● TEXTE SOURCE:

═══

Pour le gouvernement, les principaux coupables sont les malades eux-mêmes qui, au lieu d'aller chez les médecins en cabinet, vont vers les services d'urgence des hôpitaux.
Mais, pendant que les ministres sont occupés à se trouver par avance des excuses et à dégager leur responsabilité du désastre qui menace, les hôpitaux publics sont débordés, alors qu'il s'agit de faire face à trois épidémies somme toute banales en cette période de l'année. Comme lors de la canicule, c'est au personnel, aides soignants, infirmières, médecins, de tenter de compenser l'incapacité du gouvernement à prévoir, et surtout de prendre les mesures nécessaires.
Pourtant, tout le monde connaît les raisons de la situation de crise du système hospitalier. Les hôpitaux publics manquent d'argent, manquent de moyens, manquent de personnel. La prise en charge correcte des malades est en passe de devenir impossible même en temps ordinaire. Aux services d'urgences des grandes villes, il faut attendre des heures, entassés souvent dans les couloirs. Et si la maladie décelée au service d'urgences se révèle grave, comment hospitaliser le patient s'il n'y a pas de lit libre ni de personnel pour s'occuper du malade?

═══

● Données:
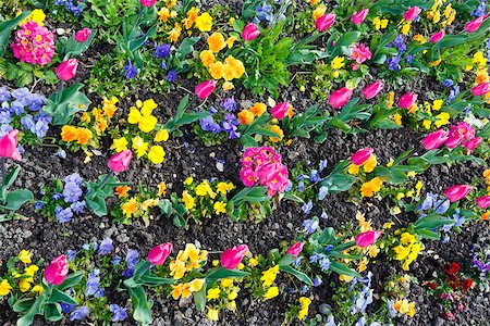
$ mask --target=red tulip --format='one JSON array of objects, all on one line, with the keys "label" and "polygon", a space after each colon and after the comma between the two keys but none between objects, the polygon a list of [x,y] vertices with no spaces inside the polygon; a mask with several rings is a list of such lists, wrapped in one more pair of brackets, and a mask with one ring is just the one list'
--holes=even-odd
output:
[{"label": "red tulip", "polygon": [[329,96],[329,104],[334,109],[340,109],[344,106],[352,97],[352,90],[347,87],[342,87],[335,90]]},{"label": "red tulip", "polygon": [[355,165],[363,165],[371,156],[375,150],[370,147],[359,149],[351,155],[351,163]]},{"label": "red tulip", "polygon": [[130,166],[131,159],[133,159],[133,152],[131,150],[123,150],[122,152],[112,155],[107,165],[113,172],[123,172]]},{"label": "red tulip", "polygon": [[335,23],[334,13],[326,13],[321,17],[315,21],[315,26],[318,30],[323,32]]},{"label": "red tulip", "polygon": [[75,77],[77,67],[78,61],[76,59],[69,59],[57,67],[57,76],[61,80],[70,80]]},{"label": "red tulip", "polygon": [[358,234],[356,237],[356,244],[360,248],[366,248],[378,240],[381,236],[382,231],[368,230],[362,234]]},{"label": "red tulip", "polygon": [[196,96],[199,99],[201,99],[201,100],[206,99],[215,90],[216,84],[217,84],[216,80],[203,82],[203,83],[200,83],[199,85],[196,86],[196,88],[194,89],[194,92],[196,93]]},{"label": "red tulip", "polygon": [[440,41],[444,37],[444,35],[445,35],[444,29],[441,29],[440,32],[432,34],[429,37],[429,41],[431,43],[437,43],[438,41]]},{"label": "red tulip", "polygon": [[421,12],[421,9],[414,5],[412,8],[409,8],[404,14],[403,17],[405,18],[405,21],[407,22],[412,22],[413,20],[415,20],[418,14]]},{"label": "red tulip", "polygon": [[61,254],[51,261],[45,269],[45,278],[48,284],[60,285],[66,278],[69,268],[66,256]]},{"label": "red tulip", "polygon": [[260,30],[258,29],[257,25],[254,23],[248,23],[245,28],[242,30],[242,38],[244,40],[253,40],[257,36],[260,35]]},{"label": "red tulip", "polygon": [[287,102],[282,102],[272,108],[270,114],[278,120],[282,120],[287,115],[291,104]]},{"label": "red tulip", "polygon": [[482,97],[489,91],[490,91],[489,83],[482,83],[482,84],[477,85],[474,88],[471,88],[471,93],[476,97]]},{"label": "red tulip", "polygon": [[456,185],[449,187],[444,190],[444,196],[448,198],[451,202],[458,201],[460,199],[465,198],[469,191],[471,191],[473,187],[469,185]]},{"label": "red tulip", "polygon": [[363,89],[363,96],[366,98],[366,100],[370,100],[376,97],[383,89],[383,82],[376,80],[375,83],[369,84]]},{"label": "red tulip", "polygon": [[235,269],[247,251],[247,244],[240,244],[224,250],[220,259],[221,265],[226,269]]},{"label": "red tulip", "polygon": [[369,9],[363,9],[362,11],[356,12],[352,15],[351,22],[354,25],[360,25],[363,24],[364,20],[366,20],[367,14],[369,13]]},{"label": "red tulip", "polygon": [[170,252],[172,252],[172,243],[167,242],[158,244],[148,252],[148,262],[154,265],[161,265],[166,262]]},{"label": "red tulip", "polygon": [[477,206],[487,210],[490,206],[490,196],[480,196],[476,200]]},{"label": "red tulip", "polygon": [[87,38],[90,36],[91,30],[90,28],[82,28],[81,30],[75,33],[75,40],[79,43],[83,43],[84,41],[87,40]]},{"label": "red tulip", "polygon": [[399,100],[400,108],[409,109],[417,100],[417,97],[418,96],[413,93],[412,91],[403,95]]},{"label": "red tulip", "polygon": [[21,153],[17,151],[17,129],[13,129],[2,138],[0,138],[0,158],[10,158],[21,161]]},{"label": "red tulip", "polygon": [[436,130],[421,140],[421,145],[426,150],[434,150],[443,145],[449,138],[449,133],[444,129]]},{"label": "red tulip", "polygon": [[303,242],[296,242],[287,249],[286,253],[297,258],[303,250],[303,246],[305,246]]}]

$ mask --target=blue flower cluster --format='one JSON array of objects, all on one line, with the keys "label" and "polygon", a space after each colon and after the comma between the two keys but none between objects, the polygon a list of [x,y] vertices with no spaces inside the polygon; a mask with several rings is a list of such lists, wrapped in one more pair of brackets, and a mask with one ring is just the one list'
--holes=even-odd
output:
[{"label": "blue flower cluster", "polygon": [[44,96],[32,93],[27,88],[9,91],[7,87],[0,87],[0,136],[23,128],[44,138],[51,123],[51,115],[41,111],[45,103]]}]

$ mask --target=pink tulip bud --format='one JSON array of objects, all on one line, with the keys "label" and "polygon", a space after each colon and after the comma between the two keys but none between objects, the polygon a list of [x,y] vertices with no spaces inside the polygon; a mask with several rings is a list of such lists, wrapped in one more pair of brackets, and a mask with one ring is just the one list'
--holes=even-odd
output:
[{"label": "pink tulip bud", "polygon": [[479,16],[478,18],[476,18],[476,20],[473,20],[473,21],[466,23],[465,24],[465,30],[467,33],[477,32],[478,28],[480,28],[481,24],[483,24],[483,21],[486,18],[487,18],[487,15],[482,15],[482,16]]},{"label": "pink tulip bud", "polygon": [[123,172],[130,166],[131,159],[133,159],[133,152],[131,150],[123,150],[112,155],[107,165],[115,173]]},{"label": "pink tulip bud", "polygon": [[282,120],[287,115],[287,111],[290,110],[291,104],[287,102],[282,102],[272,108],[270,114],[277,120]]},{"label": "pink tulip bud", "polygon": [[424,137],[424,139],[421,140],[421,145],[428,151],[434,150],[448,140],[448,135],[449,133],[444,129],[436,130]]},{"label": "pink tulip bud", "polygon": [[201,99],[201,100],[206,99],[215,90],[216,84],[217,84],[216,80],[203,82],[203,83],[200,83],[199,85],[196,86],[196,88],[194,89],[194,92],[196,93],[196,96],[199,99]]},{"label": "pink tulip bud", "polygon": [[469,191],[471,191],[473,187],[469,185],[456,185],[449,187],[444,190],[444,196],[448,198],[451,202],[458,201],[460,199],[465,198]]},{"label": "pink tulip bud", "polygon": [[487,210],[490,206],[490,196],[480,196],[476,200],[477,206]]},{"label": "pink tulip bud", "polygon": [[143,7],[152,7],[157,0],[139,0]]},{"label": "pink tulip bud", "polygon": [[303,250],[303,246],[305,246],[303,242],[296,242],[287,249],[286,253],[297,258]]},{"label": "pink tulip bud", "polygon": [[431,43],[437,43],[438,41],[440,41],[444,37],[444,35],[445,35],[444,29],[441,29],[440,32],[432,34],[429,37],[429,41]]},{"label": "pink tulip bud", "polygon": [[235,269],[247,251],[247,244],[240,244],[224,250],[220,259],[221,265],[226,269]]},{"label": "pink tulip bud", "polygon": [[366,100],[370,100],[376,97],[383,89],[383,82],[376,80],[375,83],[369,84],[363,89],[363,96],[366,98]]},{"label": "pink tulip bud", "polygon": [[405,21],[407,22],[412,22],[414,21],[418,14],[421,12],[421,9],[414,5],[412,8],[409,8],[404,14],[403,17],[405,18]]},{"label": "pink tulip bud", "polygon": [[354,25],[360,25],[363,24],[364,20],[366,20],[367,14],[369,13],[369,9],[363,9],[362,11],[356,12],[352,15],[351,22]]},{"label": "pink tulip bud", "polygon": [[83,43],[84,41],[87,40],[87,38],[90,36],[91,30],[90,28],[82,28],[81,30],[75,33],[75,40],[79,43]]},{"label": "pink tulip bud", "polygon": [[471,88],[471,93],[476,97],[482,97],[489,91],[490,91],[489,83],[482,83],[482,84],[477,85],[474,88]]},{"label": "pink tulip bud", "polygon": [[61,80],[68,82],[75,77],[77,67],[78,61],[76,59],[69,59],[57,67],[57,76]]},{"label": "pink tulip bud", "polygon": [[483,140],[483,138],[476,137],[468,141],[463,142],[461,146],[467,149],[469,154],[478,147],[478,145],[480,145],[481,140]]},{"label": "pink tulip bud", "polygon": [[45,269],[45,278],[48,284],[60,285],[66,278],[69,268],[66,256],[61,254],[51,261]]},{"label": "pink tulip bud", "polygon": [[335,23],[335,14],[334,13],[326,13],[321,17],[315,21],[315,26],[318,30],[323,32],[327,30],[330,26]]},{"label": "pink tulip bud", "polygon": [[370,147],[359,149],[351,155],[351,163],[355,165],[363,165],[371,156],[375,150]]},{"label": "pink tulip bud", "polygon": [[347,87],[342,87],[335,90],[329,96],[329,104],[334,109],[340,109],[344,106],[352,97],[352,90]]},{"label": "pink tulip bud", "polygon": [[260,30],[258,29],[257,25],[254,23],[248,23],[245,28],[242,30],[242,38],[244,40],[253,40],[257,36],[260,35]]},{"label": "pink tulip bud", "polygon": [[403,95],[399,100],[400,108],[409,109],[417,100],[417,97],[418,96],[413,93],[412,91]]},{"label": "pink tulip bud", "polygon": [[0,158],[10,158],[21,161],[21,153],[17,151],[17,129],[13,129],[2,138],[0,138]]},{"label": "pink tulip bud", "polygon": [[358,234],[356,237],[356,244],[360,248],[366,248],[378,240],[381,236],[382,231],[368,230],[362,234]]},{"label": "pink tulip bud", "polygon": [[148,252],[148,262],[154,265],[161,265],[166,262],[170,252],[172,252],[172,243],[167,242],[158,244]]}]

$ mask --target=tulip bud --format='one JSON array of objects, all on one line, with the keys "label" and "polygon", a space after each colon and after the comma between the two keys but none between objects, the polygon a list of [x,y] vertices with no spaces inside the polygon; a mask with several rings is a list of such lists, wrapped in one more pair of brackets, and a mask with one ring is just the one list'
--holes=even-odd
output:
[{"label": "tulip bud", "polygon": [[287,102],[282,102],[272,108],[270,114],[277,120],[282,120],[287,115],[287,110],[290,110],[291,104]]},{"label": "tulip bud", "polygon": [[90,36],[91,30],[90,28],[82,28],[81,30],[75,33],[75,40],[79,43],[83,43],[84,41],[87,40],[87,38]]},{"label": "tulip bud", "polygon": [[10,158],[21,161],[21,153],[17,151],[17,129],[13,129],[2,138],[0,138],[0,158]]},{"label": "tulip bud", "polygon": [[378,240],[381,236],[382,231],[368,230],[362,234],[358,234],[356,237],[356,244],[360,248],[366,248]]},{"label": "tulip bud", "polygon": [[62,62],[57,67],[57,76],[61,80],[68,82],[75,77],[76,75],[76,68],[78,66],[78,61],[76,59],[69,59],[64,62]]},{"label": "tulip bud", "polygon": [[377,80],[363,89],[363,96],[366,100],[370,100],[376,97],[383,89],[383,82]]},{"label": "tulip bud", "polygon": [[235,269],[247,251],[247,244],[240,244],[224,250],[220,259],[221,265],[226,269]]},{"label": "tulip bud", "polygon": [[469,191],[471,191],[473,187],[469,185],[456,185],[449,187],[444,190],[444,196],[448,198],[451,202],[458,201],[460,199],[465,198]]},{"label": "tulip bud", "polygon": [[66,278],[69,268],[64,254],[57,256],[45,269],[45,278],[48,284],[60,285]]},{"label": "tulip bud", "polygon": [[123,150],[112,155],[107,165],[115,173],[123,172],[130,166],[131,159],[133,159],[133,152],[131,150]]},{"label": "tulip bud", "polygon": [[403,17],[405,18],[405,21],[407,22],[412,22],[414,21],[418,14],[421,12],[421,9],[414,5],[412,8],[409,8],[404,14]]},{"label": "tulip bud", "polygon": [[400,108],[409,109],[417,100],[417,97],[418,96],[413,93],[412,91],[403,95],[399,100]]},{"label": "tulip bud", "polygon": [[216,84],[217,84],[216,80],[203,82],[196,86],[194,92],[199,99],[206,99],[215,90]]},{"label": "tulip bud", "polygon": [[335,90],[329,96],[329,104],[334,109],[340,109],[344,106],[352,97],[352,90],[347,87],[342,87]]},{"label": "tulip bud", "polygon": [[449,133],[444,129],[436,130],[421,140],[421,145],[426,150],[434,150],[443,145],[449,138]]},{"label": "tulip bud", "polygon": [[172,243],[161,243],[157,247],[154,247],[148,252],[148,262],[150,262],[154,265],[161,265],[166,262],[167,258],[170,255],[170,252],[172,252]]},{"label": "tulip bud", "polygon": [[367,160],[369,160],[373,152],[375,150],[369,147],[359,149],[357,152],[351,155],[351,163],[355,165],[363,165]]},{"label": "tulip bud", "polygon": [[318,30],[323,32],[327,30],[330,26],[335,23],[335,14],[334,13],[326,13],[321,17],[315,21],[315,26]]},{"label": "tulip bud", "polygon": [[302,250],[303,250],[303,246],[304,246],[303,242],[296,242],[296,243],[294,243],[293,246],[291,246],[291,247],[287,249],[286,253],[287,253],[287,254],[291,254],[291,255],[294,256],[294,258],[297,258],[297,255],[298,255],[298,254],[302,252]]},{"label": "tulip bud", "polygon": [[254,23],[248,23],[245,28],[242,30],[242,38],[244,40],[253,40],[257,36],[260,35],[260,30],[258,29],[257,25]]},{"label": "tulip bud", "polygon": [[354,25],[360,25],[363,24],[364,20],[366,20],[367,14],[369,13],[369,9],[363,9],[359,12],[356,12],[355,14],[352,15],[351,17],[351,22]]}]

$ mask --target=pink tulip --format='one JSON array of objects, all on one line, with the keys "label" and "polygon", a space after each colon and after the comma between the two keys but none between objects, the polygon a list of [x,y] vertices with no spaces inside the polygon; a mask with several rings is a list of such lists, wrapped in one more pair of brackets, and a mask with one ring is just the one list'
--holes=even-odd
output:
[{"label": "pink tulip", "polygon": [[303,250],[303,246],[305,246],[303,242],[296,242],[287,249],[286,253],[297,258]]},{"label": "pink tulip", "polygon": [[473,187],[469,185],[456,185],[449,187],[444,190],[444,196],[448,198],[451,202],[458,201],[460,199],[465,198],[469,191],[471,191]]},{"label": "pink tulip", "polygon": [[351,163],[355,165],[363,165],[371,156],[375,150],[370,147],[359,149],[351,155]]},{"label": "pink tulip", "polygon": [[112,155],[107,165],[115,173],[123,172],[130,166],[131,159],[133,159],[133,152],[131,150],[123,150]]},{"label": "pink tulip", "polygon": [[444,29],[441,29],[440,32],[432,34],[429,37],[429,41],[431,43],[437,43],[438,41],[440,41],[444,37],[444,35],[445,35]]},{"label": "pink tulip", "polygon": [[483,140],[483,138],[476,137],[476,138],[473,138],[473,139],[470,139],[468,141],[463,142],[461,146],[464,147],[465,149],[467,149],[468,150],[468,154],[469,154],[470,152],[473,152],[478,147],[478,145],[480,145],[481,140]]},{"label": "pink tulip", "polygon": [[291,104],[287,102],[282,102],[272,108],[270,114],[278,120],[282,120],[287,115]]},{"label": "pink tulip", "polygon": [[366,248],[378,240],[381,236],[382,231],[368,230],[362,234],[358,234],[356,237],[356,244],[360,248]]},{"label": "pink tulip", "polygon": [[326,13],[321,17],[315,21],[315,26],[318,30],[323,32],[327,30],[330,26],[335,23],[335,14],[334,13]]},{"label": "pink tulip", "polygon": [[436,130],[424,137],[424,139],[421,140],[421,145],[428,151],[434,150],[448,140],[448,135],[449,133],[444,129]]},{"label": "pink tulip", "polygon": [[215,90],[216,84],[217,84],[216,80],[203,82],[203,83],[200,83],[199,85],[196,86],[196,88],[194,89],[194,92],[196,93],[196,96],[199,99],[201,99],[201,100],[206,99]]},{"label": "pink tulip", "polygon": [[257,25],[254,23],[248,23],[245,28],[242,30],[242,38],[244,40],[253,40],[257,36],[260,35],[260,30],[258,29]]},{"label": "pink tulip", "polygon": [[79,43],[83,43],[84,41],[87,40],[87,38],[90,36],[91,30],[90,28],[82,28],[81,30],[75,33],[75,40]]},{"label": "pink tulip", "polygon": [[403,95],[399,100],[399,106],[403,109],[409,109],[417,100],[417,97],[418,96],[413,93],[412,91]]},{"label": "pink tulip", "polygon": [[418,14],[421,12],[421,9],[414,5],[412,8],[409,8],[404,14],[403,17],[405,18],[405,21],[407,22],[412,22],[414,21]]},{"label": "pink tulip", "polygon": [[334,109],[340,109],[344,106],[352,97],[352,90],[347,87],[342,87],[335,90],[329,96],[329,104]]},{"label": "pink tulip", "polygon": [[351,22],[354,25],[360,25],[363,24],[364,20],[366,20],[367,14],[369,13],[369,9],[363,9],[362,11],[356,12],[352,15]]},{"label": "pink tulip", "polygon": [[48,284],[60,285],[66,278],[69,268],[66,256],[61,254],[51,261],[45,269],[45,278]]},{"label": "pink tulip", "polygon": [[481,24],[483,24],[483,21],[486,18],[487,18],[487,15],[482,15],[482,16],[479,16],[478,18],[476,18],[476,20],[473,20],[473,21],[466,23],[465,24],[465,30],[467,33],[477,32],[478,28],[480,28]]},{"label": "pink tulip", "polygon": [[17,151],[17,129],[13,129],[2,138],[0,138],[0,158],[10,158],[21,161],[21,153]]},{"label": "pink tulip", "polygon": [[240,244],[224,250],[220,259],[221,265],[226,269],[235,269],[247,251],[247,244]]},{"label": "pink tulip", "polygon": [[143,7],[152,7],[157,0],[139,0]]},{"label": "pink tulip", "polygon": [[158,244],[148,252],[148,262],[154,265],[161,265],[166,262],[170,252],[172,252],[172,243],[167,242]]},{"label": "pink tulip", "polygon": [[69,59],[57,67],[57,76],[61,80],[68,82],[75,77],[77,67],[78,61],[76,59]]},{"label": "pink tulip", "polygon": [[372,84],[369,84],[363,89],[363,96],[366,98],[366,100],[370,100],[376,97],[383,89],[383,82],[377,80]]},{"label": "pink tulip", "polygon": [[480,196],[476,200],[477,206],[487,210],[490,206],[490,196]]},{"label": "pink tulip", "polygon": [[477,85],[474,88],[471,88],[471,93],[476,97],[482,97],[489,91],[490,91],[489,83],[482,83],[482,84]]}]

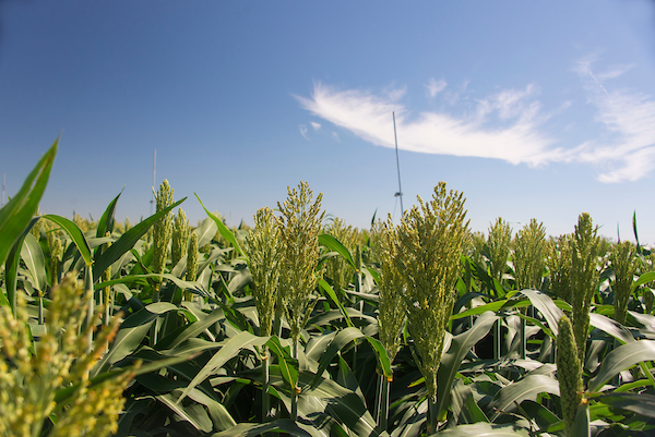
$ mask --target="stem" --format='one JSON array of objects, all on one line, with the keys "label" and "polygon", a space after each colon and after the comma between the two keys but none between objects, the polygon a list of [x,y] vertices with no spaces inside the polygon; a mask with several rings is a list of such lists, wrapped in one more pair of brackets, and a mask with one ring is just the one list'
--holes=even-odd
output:
[{"label": "stem", "polygon": [[38,293],[38,324],[44,324],[44,296],[41,293]]},{"label": "stem", "polygon": [[95,299],[93,296],[93,271],[91,265],[86,266],[84,270],[84,294],[88,294],[88,309],[86,312],[86,328],[88,329],[86,339],[86,353],[91,353],[93,344],[93,329],[91,324],[93,323],[93,313],[95,311]]},{"label": "stem", "polygon": [[437,425],[439,424],[439,412],[437,411],[437,394],[428,394],[428,436],[437,433]]},{"label": "stem", "polygon": [[[298,338],[294,338],[294,349],[293,357],[298,360]],[[296,391],[297,387],[291,387],[291,421],[296,422],[298,420],[298,392]]]},{"label": "stem", "polygon": [[269,396],[269,348],[262,348],[262,422],[271,421],[271,398]]},{"label": "stem", "polygon": [[384,374],[380,375],[378,379],[378,430],[380,433],[385,432],[389,421],[389,387],[390,381],[386,379]]}]

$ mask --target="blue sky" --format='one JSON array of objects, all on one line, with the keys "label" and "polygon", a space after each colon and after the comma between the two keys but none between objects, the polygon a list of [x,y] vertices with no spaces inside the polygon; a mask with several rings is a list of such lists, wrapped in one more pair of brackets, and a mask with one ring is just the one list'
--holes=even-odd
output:
[{"label": "blue sky", "polygon": [[306,180],[360,228],[445,181],[471,226],[655,242],[655,2],[0,1],[0,172],[61,133],[41,211],[231,224]]}]

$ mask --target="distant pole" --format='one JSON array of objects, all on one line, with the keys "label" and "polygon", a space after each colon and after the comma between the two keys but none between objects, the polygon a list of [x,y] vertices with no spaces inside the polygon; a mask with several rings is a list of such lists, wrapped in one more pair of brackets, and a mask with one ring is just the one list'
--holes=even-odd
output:
[{"label": "distant pole", "polygon": [[395,130],[395,112],[392,112],[392,116],[393,116],[393,137],[396,143],[396,166],[398,168],[398,192],[395,195],[396,195],[396,197],[401,197],[401,217],[403,217],[403,215],[405,214],[405,210],[403,209],[403,189],[401,186],[401,158],[398,157],[398,136],[397,136],[396,130]]},{"label": "distant pole", "polygon": [[153,154],[153,198],[151,199],[151,216],[155,214],[155,173],[157,171],[157,149]]}]

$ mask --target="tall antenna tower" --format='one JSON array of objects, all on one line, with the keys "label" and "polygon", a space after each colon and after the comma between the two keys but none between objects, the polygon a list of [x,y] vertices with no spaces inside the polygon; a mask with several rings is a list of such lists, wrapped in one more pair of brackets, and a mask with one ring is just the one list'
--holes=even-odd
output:
[{"label": "tall antenna tower", "polygon": [[151,216],[155,214],[155,174],[157,172],[157,149],[153,155],[153,198],[151,199]]},{"label": "tall antenna tower", "polygon": [[395,130],[395,112],[391,113],[393,116],[393,137],[396,143],[396,167],[398,169],[398,192],[395,194],[396,197],[401,197],[401,217],[405,214],[403,209],[403,189],[401,186],[401,158],[398,157],[398,136],[396,135]]}]

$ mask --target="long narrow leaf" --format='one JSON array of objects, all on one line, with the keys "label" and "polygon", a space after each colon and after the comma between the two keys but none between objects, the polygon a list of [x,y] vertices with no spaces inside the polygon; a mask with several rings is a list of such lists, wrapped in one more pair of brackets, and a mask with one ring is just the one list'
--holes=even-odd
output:
[{"label": "long narrow leaf", "polygon": [[75,246],[78,247],[78,251],[80,251],[80,255],[82,255],[82,259],[84,259],[84,263],[86,263],[87,266],[91,266],[91,264],[93,263],[93,259],[91,257],[91,247],[88,246],[86,238],[84,236],[80,228],[78,228],[78,224],[67,219],[66,217],[56,216],[53,214],[48,214],[46,216],[43,216],[43,218],[59,224],[61,229],[66,233],[68,233],[73,243],[75,243]]},{"label": "long narrow leaf", "polygon": [[147,230],[165,214],[167,214],[172,208],[180,205],[184,202],[187,197],[181,201],[176,202],[167,208],[162,209],[135,224],[133,228],[130,228],[126,233],[123,233],[120,239],[118,239],[109,248],[107,248],[95,262],[95,272],[93,281],[94,283],[98,280],[103,271],[107,269],[107,267],[111,266],[116,263],[126,252],[129,252],[134,244],[143,236]]},{"label": "long narrow leaf", "polygon": [[218,227],[218,232],[221,232],[221,235],[223,235],[223,238],[225,240],[227,240],[233,245],[233,247],[235,247],[235,250],[239,253],[239,255],[243,256],[248,260],[248,256],[246,256],[245,252],[241,251],[241,246],[239,246],[239,243],[237,242],[235,234],[223,223],[223,221],[218,217],[214,216],[212,213],[210,213],[210,210],[207,208],[205,208],[205,206],[202,204],[202,201],[200,199],[200,197],[198,197],[198,194],[195,194],[195,198],[198,198],[198,202],[200,202],[200,205],[203,207],[203,209],[205,210],[207,216],[212,220],[214,220],[214,222]]},{"label": "long narrow leaf", "polygon": [[4,264],[9,252],[36,214],[48,184],[58,144],[59,138],[25,178],[21,190],[0,209],[0,264]]},{"label": "long narrow leaf", "polygon": [[653,340],[640,340],[620,345],[605,356],[598,374],[587,385],[588,391],[598,391],[606,381],[620,372],[643,361],[653,360],[655,360],[655,341]]}]

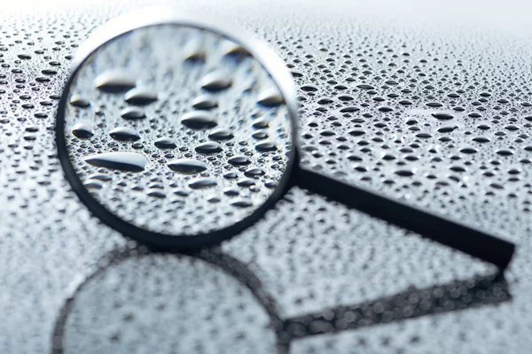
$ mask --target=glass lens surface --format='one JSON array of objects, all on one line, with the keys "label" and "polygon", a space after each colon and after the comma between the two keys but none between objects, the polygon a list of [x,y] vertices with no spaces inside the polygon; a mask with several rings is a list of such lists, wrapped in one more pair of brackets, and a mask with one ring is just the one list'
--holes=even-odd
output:
[{"label": "glass lens surface", "polygon": [[104,208],[142,229],[193,236],[243,220],[288,164],[292,122],[239,43],[178,25],[92,52],[66,88],[66,155]]}]

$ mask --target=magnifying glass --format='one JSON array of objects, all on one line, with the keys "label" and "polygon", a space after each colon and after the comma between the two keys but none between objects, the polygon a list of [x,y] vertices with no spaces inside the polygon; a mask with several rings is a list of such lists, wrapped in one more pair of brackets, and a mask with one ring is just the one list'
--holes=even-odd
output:
[{"label": "magnifying glass", "polygon": [[296,118],[290,73],[253,35],[205,15],[143,9],[78,51],[56,142],[82,202],[152,247],[219,243],[299,186],[508,265],[512,242],[300,166]]}]

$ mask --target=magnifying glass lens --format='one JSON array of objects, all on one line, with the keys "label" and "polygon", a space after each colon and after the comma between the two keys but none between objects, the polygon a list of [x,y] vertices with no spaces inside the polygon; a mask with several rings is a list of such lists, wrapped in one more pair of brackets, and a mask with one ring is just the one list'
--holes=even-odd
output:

═══

● CONSIGNES:
• a. Reproduisez le passage du texte sur la crise des hôpitaux qui va de « Pour le gouvernement, les » jusqu'à « les mesures nécessaires. ».
• b. Poursuivez le texte sur la crise des hôpitaux à la suite de sa dernière phrase.
La liste fournie n'est pas nécessaire.

● RÉPONSES:
• a.
Pour le gouvernement, les principaux coupables sont les malades eux-mêmes qui, au lieu d'aller chez les médecins en cabinet, vont vers les services d'urgence des hôpitaux.
Mais, pendant que les ministres sont occupés à se trouver par avance des excuses et à dégager leur responsabilité du désastre qui menace, les hôpitaux publics sont débordés, alors qu'il s'agit de faire face à trois épidémies somme toute banales en cette période de l'année. Comme lors de la canicule, c'est au personnel, aides soignants, infirmières, médecins, de tenter de compenser l'incapacité du gouvernement à prévoir, et surtout de prendre les mesures nécessaires.

• b.
Depuis des mois, sinon des années, le personnel hospitalier et le personnel médical tirent la sonnette d'alarme pour annoncer des catastrophes à venir. Et pendant ce temps, comme si de rien n'était, le gouvernement actuel, comme d'ailleurs son prédécesseur, continue à supprimer des lits, à fermer des services, voire des hôpitaux entiers. La raison invoquée est, chaque fois, la non-rentabilité. Comme si un hôpital devait être rentable!
Dans une société un tant soit peu humaine, la notion même de rentabilité en matière de santé serait considérée comme une aberration. C'est à la collectivité d'assurer l'équilibre budgétaire du système de santé. Mais l'argent de la collectivité, l'argent des impôts, va à l'armée et, plus encore, est drainé vers les entreprises privées sous forme de subventions, d'aides, de facilités fiscales en tout genre.
Le service public de la Santé est aussi maltraité que l'Éducation nationale ou les transports publics. Mais, dans le cas de la Santé, les conséquences sont dramatiques et visibles.
Non seulement on n'accorde pas à l'hôpital public les moyens dont il a besoin mais, en plus, on livre à la médecine privée les interventions les plus rentables en chirurgie ou en obstétrique. Il n'est pas étonnant que les services jugés peu rentables, comme les urgences justement ou encore la gériatrie, laissés au secteur public, soient de plus en plus débordés.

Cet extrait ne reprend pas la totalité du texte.